*Directions for this task*
Reproduce the records below, substituting "receives one point" for every occurrence of "gets a single point" and leaving everything else unchanged.

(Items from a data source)
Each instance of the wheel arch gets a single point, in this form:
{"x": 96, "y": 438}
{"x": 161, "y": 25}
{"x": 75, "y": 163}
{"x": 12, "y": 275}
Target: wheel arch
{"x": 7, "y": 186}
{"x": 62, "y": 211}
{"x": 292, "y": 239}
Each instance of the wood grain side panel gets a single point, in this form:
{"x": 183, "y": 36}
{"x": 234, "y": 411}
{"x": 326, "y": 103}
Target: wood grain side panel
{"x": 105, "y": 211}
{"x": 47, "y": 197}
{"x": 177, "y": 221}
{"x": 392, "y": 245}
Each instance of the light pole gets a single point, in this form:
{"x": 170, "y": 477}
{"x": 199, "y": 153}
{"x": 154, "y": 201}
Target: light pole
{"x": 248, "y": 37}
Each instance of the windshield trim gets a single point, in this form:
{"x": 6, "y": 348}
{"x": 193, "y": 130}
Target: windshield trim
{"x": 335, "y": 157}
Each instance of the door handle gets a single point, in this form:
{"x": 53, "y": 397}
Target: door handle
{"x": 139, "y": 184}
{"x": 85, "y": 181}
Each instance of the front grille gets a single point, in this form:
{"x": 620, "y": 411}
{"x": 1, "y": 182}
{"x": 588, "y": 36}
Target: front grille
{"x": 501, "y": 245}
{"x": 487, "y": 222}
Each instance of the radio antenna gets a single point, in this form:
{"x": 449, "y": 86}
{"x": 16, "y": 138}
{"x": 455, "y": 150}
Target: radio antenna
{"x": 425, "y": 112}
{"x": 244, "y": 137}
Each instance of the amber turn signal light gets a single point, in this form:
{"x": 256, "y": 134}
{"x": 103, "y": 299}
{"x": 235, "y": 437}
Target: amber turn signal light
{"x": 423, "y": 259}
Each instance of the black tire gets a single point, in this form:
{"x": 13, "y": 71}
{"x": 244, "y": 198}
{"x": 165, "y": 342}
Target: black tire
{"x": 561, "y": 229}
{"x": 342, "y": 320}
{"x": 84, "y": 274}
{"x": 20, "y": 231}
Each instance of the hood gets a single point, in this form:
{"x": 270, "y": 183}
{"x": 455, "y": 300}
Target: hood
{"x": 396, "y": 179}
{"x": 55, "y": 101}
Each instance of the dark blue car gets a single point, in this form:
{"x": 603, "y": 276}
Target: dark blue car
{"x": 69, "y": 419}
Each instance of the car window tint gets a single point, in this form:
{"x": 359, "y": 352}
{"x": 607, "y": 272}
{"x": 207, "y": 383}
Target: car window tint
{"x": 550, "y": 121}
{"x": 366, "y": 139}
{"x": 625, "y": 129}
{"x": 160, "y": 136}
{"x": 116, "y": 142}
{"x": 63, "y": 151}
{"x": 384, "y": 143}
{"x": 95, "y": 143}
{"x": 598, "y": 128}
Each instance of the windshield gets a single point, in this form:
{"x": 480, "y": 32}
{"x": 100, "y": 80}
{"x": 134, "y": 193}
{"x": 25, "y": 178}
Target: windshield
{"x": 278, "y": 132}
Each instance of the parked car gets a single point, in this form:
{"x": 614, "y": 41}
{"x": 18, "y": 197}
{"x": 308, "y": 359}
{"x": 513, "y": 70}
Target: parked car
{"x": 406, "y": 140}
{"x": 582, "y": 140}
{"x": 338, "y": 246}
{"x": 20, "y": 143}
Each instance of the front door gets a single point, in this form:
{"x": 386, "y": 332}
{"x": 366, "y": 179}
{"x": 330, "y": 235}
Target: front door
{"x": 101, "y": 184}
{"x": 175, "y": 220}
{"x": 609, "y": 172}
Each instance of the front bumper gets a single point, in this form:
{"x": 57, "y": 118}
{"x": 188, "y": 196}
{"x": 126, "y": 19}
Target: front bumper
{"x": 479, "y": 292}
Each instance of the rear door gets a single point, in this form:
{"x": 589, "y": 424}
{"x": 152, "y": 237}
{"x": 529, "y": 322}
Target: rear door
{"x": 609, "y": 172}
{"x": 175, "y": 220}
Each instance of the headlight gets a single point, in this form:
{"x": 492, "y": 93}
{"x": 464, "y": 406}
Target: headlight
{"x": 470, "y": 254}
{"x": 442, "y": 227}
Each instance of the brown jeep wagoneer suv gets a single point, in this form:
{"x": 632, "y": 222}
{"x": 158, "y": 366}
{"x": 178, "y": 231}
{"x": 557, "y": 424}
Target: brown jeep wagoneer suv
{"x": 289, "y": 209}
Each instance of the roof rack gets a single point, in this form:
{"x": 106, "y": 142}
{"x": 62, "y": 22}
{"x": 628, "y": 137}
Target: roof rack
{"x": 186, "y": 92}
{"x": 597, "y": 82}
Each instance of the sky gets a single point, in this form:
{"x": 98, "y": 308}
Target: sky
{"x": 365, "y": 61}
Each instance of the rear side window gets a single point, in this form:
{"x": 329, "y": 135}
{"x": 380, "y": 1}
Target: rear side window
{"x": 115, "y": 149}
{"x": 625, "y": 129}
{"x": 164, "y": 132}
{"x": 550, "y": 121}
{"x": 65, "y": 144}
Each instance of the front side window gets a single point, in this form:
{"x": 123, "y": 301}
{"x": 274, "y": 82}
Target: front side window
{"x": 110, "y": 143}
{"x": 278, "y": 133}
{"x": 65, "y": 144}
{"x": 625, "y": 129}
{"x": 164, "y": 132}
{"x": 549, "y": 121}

*Reply*
Each instance of the wheel arch receives one point, in this form:
{"x": 96, "y": 438}
{"x": 161, "y": 25}
{"x": 75, "y": 163}
{"x": 12, "y": 275}
Target: wheel arch
{"x": 7, "y": 186}
{"x": 62, "y": 211}
{"x": 292, "y": 239}
Each instance of the wood grain side panel receives one point, in this form:
{"x": 183, "y": 36}
{"x": 234, "y": 411}
{"x": 326, "y": 103}
Target: wood grain side panel
{"x": 105, "y": 211}
{"x": 47, "y": 197}
{"x": 177, "y": 221}
{"x": 392, "y": 245}
Each instance of the light pole receives one point, in this form:
{"x": 170, "y": 477}
{"x": 199, "y": 153}
{"x": 154, "y": 201}
Target: light pole
{"x": 248, "y": 37}
Each instance of the windshield trim receives one point, in this form:
{"x": 6, "y": 348}
{"x": 193, "y": 130}
Target: windshield trim
{"x": 335, "y": 157}
Each instance of the door handle receives one point, in this form:
{"x": 53, "y": 397}
Target: door handle
{"x": 139, "y": 184}
{"x": 85, "y": 181}
Each instance of the front grille receives one point, in this form:
{"x": 620, "y": 411}
{"x": 1, "y": 182}
{"x": 588, "y": 36}
Target: front grille
{"x": 501, "y": 245}
{"x": 487, "y": 222}
Each instance of the radio antenna receives one point, in this form:
{"x": 449, "y": 86}
{"x": 16, "y": 138}
{"x": 455, "y": 150}
Target: radio antenna
{"x": 425, "y": 112}
{"x": 244, "y": 137}
Each instance of the amber turn signal light receives one point, in this form:
{"x": 256, "y": 134}
{"x": 103, "y": 299}
{"x": 235, "y": 437}
Target: amber turn signal light
{"x": 423, "y": 259}
Each instance of the black tire receives one point, in this form:
{"x": 13, "y": 71}
{"x": 244, "y": 198}
{"x": 165, "y": 342}
Target: black tire
{"x": 561, "y": 229}
{"x": 342, "y": 320}
{"x": 84, "y": 274}
{"x": 20, "y": 231}
Each instance of the hood receives one point, in this form:
{"x": 270, "y": 183}
{"x": 455, "y": 300}
Target: hood
{"x": 396, "y": 179}
{"x": 55, "y": 101}
Each instance of the dark blue car receives one point, in this form:
{"x": 603, "y": 276}
Target: dark blue car
{"x": 69, "y": 419}
Each instance of the car window tint receives one point, in this form:
{"x": 359, "y": 352}
{"x": 607, "y": 272}
{"x": 207, "y": 383}
Target: car window tint
{"x": 550, "y": 121}
{"x": 366, "y": 139}
{"x": 625, "y": 129}
{"x": 160, "y": 136}
{"x": 116, "y": 142}
{"x": 63, "y": 151}
{"x": 384, "y": 143}
{"x": 95, "y": 143}
{"x": 598, "y": 128}
Each instance of the windshield receives one point, in this form:
{"x": 480, "y": 32}
{"x": 100, "y": 80}
{"x": 134, "y": 193}
{"x": 25, "y": 178}
Target: windshield
{"x": 278, "y": 132}
Each instance of the parked car receives one point, in this form:
{"x": 614, "y": 41}
{"x": 18, "y": 197}
{"x": 308, "y": 359}
{"x": 513, "y": 70}
Target: parked car
{"x": 406, "y": 140}
{"x": 582, "y": 140}
{"x": 338, "y": 246}
{"x": 20, "y": 143}
Each instance of the front door receives one point, in this form:
{"x": 386, "y": 332}
{"x": 366, "y": 179}
{"x": 330, "y": 235}
Target: front door
{"x": 101, "y": 184}
{"x": 175, "y": 220}
{"x": 609, "y": 172}
Each instance of the front bumper receives one point, in this form:
{"x": 57, "y": 118}
{"x": 188, "y": 196}
{"x": 126, "y": 19}
Target: front bumper
{"x": 479, "y": 292}
Each instance of the rear door receives one point, in this form:
{"x": 589, "y": 424}
{"x": 152, "y": 237}
{"x": 529, "y": 322}
Target: rear door
{"x": 609, "y": 172}
{"x": 175, "y": 220}
Each instance of the headlight receives one point, in this form:
{"x": 492, "y": 93}
{"x": 464, "y": 406}
Target: headlight
{"x": 470, "y": 254}
{"x": 442, "y": 227}
Each instance of the brown jeep wagoneer suv receives one point, in this form:
{"x": 632, "y": 222}
{"x": 158, "y": 366}
{"x": 178, "y": 231}
{"x": 557, "y": 424}
Target: brown jeep wagoneer suv
{"x": 289, "y": 209}
Each instance of the roof rack receives one point, in this form:
{"x": 106, "y": 142}
{"x": 62, "y": 22}
{"x": 628, "y": 137}
Target: roof rack
{"x": 186, "y": 92}
{"x": 597, "y": 82}
Each instance of the sky receives one point, in this form:
{"x": 98, "y": 308}
Target: sky
{"x": 365, "y": 61}
Each instance of the rear side window receives one point, in this form:
{"x": 329, "y": 135}
{"x": 380, "y": 1}
Target: rear side window
{"x": 115, "y": 149}
{"x": 625, "y": 129}
{"x": 164, "y": 132}
{"x": 550, "y": 121}
{"x": 65, "y": 144}
Each instance of the front side window receives one point, in this form:
{"x": 123, "y": 301}
{"x": 274, "y": 82}
Target: front side window
{"x": 110, "y": 143}
{"x": 278, "y": 133}
{"x": 65, "y": 144}
{"x": 625, "y": 129}
{"x": 164, "y": 132}
{"x": 549, "y": 121}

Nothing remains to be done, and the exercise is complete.